Start of Input material

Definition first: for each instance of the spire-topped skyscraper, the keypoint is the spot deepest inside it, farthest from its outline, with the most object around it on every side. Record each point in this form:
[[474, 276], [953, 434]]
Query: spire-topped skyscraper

End of Input material
Start of Input material

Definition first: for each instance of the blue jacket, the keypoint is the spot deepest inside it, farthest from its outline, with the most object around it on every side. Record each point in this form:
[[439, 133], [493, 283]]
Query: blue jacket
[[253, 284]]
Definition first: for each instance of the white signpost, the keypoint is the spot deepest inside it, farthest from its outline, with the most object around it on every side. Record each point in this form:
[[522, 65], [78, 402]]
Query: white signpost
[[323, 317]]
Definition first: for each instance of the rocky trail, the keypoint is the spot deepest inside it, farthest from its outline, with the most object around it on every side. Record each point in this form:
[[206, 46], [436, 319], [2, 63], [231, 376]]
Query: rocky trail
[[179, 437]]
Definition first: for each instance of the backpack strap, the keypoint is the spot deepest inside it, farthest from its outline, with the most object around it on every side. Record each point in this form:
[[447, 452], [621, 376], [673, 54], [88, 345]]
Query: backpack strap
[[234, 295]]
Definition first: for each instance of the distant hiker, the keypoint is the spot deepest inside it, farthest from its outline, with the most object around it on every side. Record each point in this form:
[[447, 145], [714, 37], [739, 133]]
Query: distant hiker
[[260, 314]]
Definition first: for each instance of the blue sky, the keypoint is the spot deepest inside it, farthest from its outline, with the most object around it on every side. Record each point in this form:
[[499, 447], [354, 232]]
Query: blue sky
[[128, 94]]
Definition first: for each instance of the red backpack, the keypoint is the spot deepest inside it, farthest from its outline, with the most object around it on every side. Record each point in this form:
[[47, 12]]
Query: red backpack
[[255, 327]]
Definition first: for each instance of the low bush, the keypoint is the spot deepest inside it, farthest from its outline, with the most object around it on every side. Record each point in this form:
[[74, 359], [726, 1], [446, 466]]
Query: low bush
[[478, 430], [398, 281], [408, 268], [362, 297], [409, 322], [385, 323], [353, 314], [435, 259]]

End of Input material
Start of Input material

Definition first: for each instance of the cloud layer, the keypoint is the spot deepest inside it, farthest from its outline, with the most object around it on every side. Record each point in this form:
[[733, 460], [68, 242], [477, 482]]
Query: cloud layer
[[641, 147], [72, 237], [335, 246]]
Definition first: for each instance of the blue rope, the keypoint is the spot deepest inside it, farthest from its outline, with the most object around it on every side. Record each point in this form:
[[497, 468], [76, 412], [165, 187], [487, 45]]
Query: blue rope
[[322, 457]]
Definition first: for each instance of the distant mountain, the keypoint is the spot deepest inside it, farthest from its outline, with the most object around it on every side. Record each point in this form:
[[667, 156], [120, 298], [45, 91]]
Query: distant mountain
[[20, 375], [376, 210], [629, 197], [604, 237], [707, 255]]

End of Input material

== Task goal ==
Please, from the entries above, set down exactly the lines from the one containing "Definition first: for each instance of the spire-topped" through the one containing "Query: spire-topped skyscraper", and only those.

== Result ==
Definition first: for each instance of the spire-topped skyscraper, the keypoint is the spot deepest inside it, farthest from its outline, with the most object around it on every side. Record each point in this form:
[[474, 276], [953, 434]]
Query: spire-topped skyscraper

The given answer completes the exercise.